Task requirements: Show all lines from the listing below that contain "building".

========

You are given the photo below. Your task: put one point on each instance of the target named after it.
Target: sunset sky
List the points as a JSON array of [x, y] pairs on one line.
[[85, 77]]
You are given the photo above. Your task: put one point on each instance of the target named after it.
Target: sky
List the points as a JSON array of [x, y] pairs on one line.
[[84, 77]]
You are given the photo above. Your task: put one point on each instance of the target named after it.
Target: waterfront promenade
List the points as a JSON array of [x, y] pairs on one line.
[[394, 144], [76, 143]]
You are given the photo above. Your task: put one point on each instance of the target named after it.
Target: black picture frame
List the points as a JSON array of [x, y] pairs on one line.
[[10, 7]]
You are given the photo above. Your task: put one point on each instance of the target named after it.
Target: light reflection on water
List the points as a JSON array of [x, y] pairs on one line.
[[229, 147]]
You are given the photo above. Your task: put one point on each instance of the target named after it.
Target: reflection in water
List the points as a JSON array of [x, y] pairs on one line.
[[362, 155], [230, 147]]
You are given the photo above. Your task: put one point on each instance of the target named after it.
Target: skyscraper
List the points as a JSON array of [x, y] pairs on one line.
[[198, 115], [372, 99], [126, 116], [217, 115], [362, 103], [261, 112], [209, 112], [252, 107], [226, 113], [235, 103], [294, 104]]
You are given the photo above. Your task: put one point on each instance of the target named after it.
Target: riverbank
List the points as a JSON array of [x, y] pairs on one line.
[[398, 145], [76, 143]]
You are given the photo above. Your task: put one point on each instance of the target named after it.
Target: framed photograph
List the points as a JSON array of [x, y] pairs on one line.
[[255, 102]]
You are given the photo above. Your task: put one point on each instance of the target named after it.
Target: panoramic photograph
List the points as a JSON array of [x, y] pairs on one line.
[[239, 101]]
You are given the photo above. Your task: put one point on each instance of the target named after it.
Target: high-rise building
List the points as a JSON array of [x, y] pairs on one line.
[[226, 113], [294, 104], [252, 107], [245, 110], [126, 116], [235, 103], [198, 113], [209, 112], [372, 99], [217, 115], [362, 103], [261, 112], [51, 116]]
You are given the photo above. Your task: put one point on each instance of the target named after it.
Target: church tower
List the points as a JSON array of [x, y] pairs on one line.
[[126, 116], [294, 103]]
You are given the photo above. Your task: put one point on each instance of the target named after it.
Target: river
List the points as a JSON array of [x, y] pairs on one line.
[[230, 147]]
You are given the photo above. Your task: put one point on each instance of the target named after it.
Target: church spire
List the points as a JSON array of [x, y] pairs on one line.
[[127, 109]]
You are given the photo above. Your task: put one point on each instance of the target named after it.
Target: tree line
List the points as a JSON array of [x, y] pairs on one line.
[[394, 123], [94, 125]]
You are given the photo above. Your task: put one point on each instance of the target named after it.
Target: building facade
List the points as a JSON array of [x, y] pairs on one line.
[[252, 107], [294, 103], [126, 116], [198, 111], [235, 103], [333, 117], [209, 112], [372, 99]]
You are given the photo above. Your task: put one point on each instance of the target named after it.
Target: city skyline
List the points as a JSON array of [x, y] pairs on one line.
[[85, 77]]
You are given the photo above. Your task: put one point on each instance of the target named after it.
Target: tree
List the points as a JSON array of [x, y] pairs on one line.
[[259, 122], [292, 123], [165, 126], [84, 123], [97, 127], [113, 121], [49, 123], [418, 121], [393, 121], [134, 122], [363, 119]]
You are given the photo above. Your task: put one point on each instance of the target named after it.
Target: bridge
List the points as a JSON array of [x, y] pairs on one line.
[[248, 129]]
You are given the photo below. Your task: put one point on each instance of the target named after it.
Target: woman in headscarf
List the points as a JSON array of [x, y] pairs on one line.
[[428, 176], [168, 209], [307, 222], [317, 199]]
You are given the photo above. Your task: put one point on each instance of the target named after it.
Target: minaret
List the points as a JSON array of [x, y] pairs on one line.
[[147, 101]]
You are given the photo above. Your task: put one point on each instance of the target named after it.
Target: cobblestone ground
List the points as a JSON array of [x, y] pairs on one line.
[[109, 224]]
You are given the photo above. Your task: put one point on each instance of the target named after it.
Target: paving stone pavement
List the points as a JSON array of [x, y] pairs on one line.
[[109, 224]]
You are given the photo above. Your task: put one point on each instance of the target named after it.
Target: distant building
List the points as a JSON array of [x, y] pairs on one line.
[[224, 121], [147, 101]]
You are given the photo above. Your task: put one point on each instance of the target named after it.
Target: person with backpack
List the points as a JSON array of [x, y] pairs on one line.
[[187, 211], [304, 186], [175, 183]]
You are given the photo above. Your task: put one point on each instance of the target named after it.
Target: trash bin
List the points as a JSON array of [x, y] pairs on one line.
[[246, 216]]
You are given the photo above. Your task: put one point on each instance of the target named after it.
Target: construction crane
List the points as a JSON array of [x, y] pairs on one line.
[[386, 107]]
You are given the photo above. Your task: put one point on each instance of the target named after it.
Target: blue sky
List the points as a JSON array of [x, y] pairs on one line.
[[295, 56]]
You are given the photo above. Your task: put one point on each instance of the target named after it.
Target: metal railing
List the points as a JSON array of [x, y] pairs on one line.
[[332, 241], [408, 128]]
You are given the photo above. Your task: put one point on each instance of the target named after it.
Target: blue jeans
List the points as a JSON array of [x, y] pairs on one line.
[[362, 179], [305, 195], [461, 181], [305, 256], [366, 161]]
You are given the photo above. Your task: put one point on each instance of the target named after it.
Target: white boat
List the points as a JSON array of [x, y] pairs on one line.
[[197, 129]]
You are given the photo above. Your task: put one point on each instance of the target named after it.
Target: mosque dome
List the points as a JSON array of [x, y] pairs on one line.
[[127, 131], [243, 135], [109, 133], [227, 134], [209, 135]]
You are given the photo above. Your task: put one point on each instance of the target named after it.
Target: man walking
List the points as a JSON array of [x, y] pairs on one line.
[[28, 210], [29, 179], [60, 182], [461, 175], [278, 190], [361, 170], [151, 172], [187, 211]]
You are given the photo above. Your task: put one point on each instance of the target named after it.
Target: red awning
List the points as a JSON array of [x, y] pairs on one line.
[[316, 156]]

========

Answer to the exercise:
Target: high-rise building
Target: building facade
Target: distant building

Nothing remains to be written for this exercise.